» WORK INSTRUCTION
One part of the entries below is wanted: the lines from the one containing "Prove it: the rearview" through the one containing "Prove it: the side". Write those out exactly and nothing else.

-------- SUPPLIED MATERIAL

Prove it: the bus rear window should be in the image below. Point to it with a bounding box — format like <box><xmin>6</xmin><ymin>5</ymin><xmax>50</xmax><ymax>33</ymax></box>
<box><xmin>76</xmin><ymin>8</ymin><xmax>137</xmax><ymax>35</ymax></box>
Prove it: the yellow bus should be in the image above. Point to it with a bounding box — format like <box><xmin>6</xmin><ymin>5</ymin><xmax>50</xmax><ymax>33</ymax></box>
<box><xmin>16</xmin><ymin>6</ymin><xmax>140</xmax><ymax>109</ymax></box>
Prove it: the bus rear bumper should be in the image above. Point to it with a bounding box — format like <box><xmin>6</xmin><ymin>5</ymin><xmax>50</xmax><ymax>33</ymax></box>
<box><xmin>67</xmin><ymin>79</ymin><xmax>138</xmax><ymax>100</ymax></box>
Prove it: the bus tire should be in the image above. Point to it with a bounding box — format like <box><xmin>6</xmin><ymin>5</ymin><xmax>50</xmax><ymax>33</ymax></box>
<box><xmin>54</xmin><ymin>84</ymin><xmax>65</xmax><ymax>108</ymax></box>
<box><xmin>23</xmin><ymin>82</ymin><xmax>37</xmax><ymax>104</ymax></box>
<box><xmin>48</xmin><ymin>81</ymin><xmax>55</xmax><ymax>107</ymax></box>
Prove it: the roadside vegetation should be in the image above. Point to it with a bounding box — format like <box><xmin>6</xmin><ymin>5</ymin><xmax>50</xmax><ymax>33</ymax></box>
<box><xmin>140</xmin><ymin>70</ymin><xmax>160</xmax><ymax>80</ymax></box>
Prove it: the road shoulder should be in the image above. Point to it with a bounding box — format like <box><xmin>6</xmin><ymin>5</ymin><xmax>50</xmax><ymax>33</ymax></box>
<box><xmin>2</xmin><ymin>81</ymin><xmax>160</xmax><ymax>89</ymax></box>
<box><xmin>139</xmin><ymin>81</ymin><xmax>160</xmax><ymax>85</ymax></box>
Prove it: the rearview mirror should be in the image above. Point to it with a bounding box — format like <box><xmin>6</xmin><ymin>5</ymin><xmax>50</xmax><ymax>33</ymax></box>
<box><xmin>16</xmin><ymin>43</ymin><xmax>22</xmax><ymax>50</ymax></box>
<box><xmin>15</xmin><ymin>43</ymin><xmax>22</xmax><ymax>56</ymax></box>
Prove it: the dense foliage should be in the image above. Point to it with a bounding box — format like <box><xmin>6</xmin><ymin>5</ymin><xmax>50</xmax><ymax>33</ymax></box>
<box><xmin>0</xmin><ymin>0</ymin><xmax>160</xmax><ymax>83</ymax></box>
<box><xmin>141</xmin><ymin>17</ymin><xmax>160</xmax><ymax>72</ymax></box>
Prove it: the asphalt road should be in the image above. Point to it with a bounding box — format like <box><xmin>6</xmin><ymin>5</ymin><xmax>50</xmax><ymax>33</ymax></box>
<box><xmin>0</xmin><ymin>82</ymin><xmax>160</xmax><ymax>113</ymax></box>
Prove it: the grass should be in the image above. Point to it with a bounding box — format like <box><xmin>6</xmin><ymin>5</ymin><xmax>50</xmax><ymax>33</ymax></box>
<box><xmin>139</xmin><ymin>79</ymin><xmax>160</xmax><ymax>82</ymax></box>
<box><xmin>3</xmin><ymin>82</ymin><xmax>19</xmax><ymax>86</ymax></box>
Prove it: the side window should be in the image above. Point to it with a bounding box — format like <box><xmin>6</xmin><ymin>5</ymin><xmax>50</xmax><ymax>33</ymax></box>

----------------
-------- SUPPLIED MATERIAL

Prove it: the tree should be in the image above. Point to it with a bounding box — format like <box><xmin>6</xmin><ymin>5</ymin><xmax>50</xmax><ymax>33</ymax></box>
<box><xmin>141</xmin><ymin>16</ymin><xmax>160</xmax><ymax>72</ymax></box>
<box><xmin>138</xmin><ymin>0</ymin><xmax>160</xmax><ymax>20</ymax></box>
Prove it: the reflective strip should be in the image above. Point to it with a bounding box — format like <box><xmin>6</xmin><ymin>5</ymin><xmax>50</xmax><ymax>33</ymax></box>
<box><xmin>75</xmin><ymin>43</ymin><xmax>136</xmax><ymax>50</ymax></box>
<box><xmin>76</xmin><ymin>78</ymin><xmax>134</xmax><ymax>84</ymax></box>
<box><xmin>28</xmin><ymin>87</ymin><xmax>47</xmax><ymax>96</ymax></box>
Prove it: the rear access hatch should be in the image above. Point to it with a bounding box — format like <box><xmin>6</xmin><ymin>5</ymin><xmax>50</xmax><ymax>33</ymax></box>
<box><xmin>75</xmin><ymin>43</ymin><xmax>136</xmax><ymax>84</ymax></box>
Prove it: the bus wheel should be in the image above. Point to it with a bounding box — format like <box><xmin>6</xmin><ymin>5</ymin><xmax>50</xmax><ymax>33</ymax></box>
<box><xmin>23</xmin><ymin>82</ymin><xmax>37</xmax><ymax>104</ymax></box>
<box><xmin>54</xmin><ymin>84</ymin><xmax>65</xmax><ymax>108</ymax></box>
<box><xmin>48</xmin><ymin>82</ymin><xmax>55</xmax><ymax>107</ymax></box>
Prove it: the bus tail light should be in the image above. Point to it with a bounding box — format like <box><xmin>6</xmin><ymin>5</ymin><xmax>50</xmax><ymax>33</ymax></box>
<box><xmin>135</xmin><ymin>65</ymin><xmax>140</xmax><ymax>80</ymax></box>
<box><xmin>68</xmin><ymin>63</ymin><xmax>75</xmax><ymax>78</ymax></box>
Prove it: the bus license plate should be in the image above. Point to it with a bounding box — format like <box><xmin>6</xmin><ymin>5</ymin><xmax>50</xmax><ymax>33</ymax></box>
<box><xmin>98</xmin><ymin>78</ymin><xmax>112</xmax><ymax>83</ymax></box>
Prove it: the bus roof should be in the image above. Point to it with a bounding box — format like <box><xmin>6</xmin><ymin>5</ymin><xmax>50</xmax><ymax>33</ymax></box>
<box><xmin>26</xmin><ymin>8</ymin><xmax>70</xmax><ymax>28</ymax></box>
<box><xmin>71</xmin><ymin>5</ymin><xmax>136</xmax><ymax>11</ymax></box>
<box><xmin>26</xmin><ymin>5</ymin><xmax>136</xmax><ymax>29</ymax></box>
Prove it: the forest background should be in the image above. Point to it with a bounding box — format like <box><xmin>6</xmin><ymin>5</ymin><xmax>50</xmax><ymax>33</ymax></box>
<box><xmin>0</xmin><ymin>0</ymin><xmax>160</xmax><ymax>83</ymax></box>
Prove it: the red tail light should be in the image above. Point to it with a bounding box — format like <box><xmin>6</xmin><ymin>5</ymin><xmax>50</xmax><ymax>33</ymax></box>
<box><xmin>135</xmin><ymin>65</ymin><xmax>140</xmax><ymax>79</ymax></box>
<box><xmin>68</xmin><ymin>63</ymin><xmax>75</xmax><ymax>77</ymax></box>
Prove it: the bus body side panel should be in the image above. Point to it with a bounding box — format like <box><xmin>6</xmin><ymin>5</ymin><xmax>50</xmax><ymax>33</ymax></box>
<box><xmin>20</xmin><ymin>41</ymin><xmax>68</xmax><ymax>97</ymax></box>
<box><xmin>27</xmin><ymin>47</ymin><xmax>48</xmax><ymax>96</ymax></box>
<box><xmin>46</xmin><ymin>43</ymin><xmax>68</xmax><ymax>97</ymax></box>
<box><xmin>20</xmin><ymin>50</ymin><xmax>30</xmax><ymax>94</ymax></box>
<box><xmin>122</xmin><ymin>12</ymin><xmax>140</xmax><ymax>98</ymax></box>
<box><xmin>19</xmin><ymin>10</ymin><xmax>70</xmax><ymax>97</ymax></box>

----------------

» TASK SOLUTION
Prove it: the rearview mirror should be in the image above. Point to it with a bounding box — format like <box><xmin>6</xmin><ymin>5</ymin><xmax>50</xmax><ymax>33</ymax></box>
<box><xmin>16</xmin><ymin>43</ymin><xmax>22</xmax><ymax>50</ymax></box>
<box><xmin>15</xmin><ymin>43</ymin><xmax>22</xmax><ymax>56</ymax></box>
Prove it: the dense foliage should be in the image above. Point to it with a bounding box — format like <box><xmin>6</xmin><ymin>5</ymin><xmax>50</xmax><ymax>33</ymax></box>
<box><xmin>0</xmin><ymin>0</ymin><xmax>160</xmax><ymax>83</ymax></box>
<box><xmin>141</xmin><ymin>17</ymin><xmax>160</xmax><ymax>72</ymax></box>
Prove it: the asphalt road should be in the image above. Point to it with a bounding box — format like <box><xmin>6</xmin><ymin>5</ymin><xmax>50</xmax><ymax>33</ymax></box>
<box><xmin>0</xmin><ymin>82</ymin><xmax>160</xmax><ymax>113</ymax></box>
Prove it: the grass should be in the image above. Point to it with a bounding box — format like <box><xmin>6</xmin><ymin>5</ymin><xmax>50</xmax><ymax>33</ymax></box>
<box><xmin>139</xmin><ymin>79</ymin><xmax>160</xmax><ymax>82</ymax></box>
<box><xmin>3</xmin><ymin>82</ymin><xmax>19</xmax><ymax>86</ymax></box>
Prove it: the side window should be in the image above. Point to it with a bounding box — format like <box><xmin>6</xmin><ymin>5</ymin><xmax>50</xmax><ymax>33</ymax></box>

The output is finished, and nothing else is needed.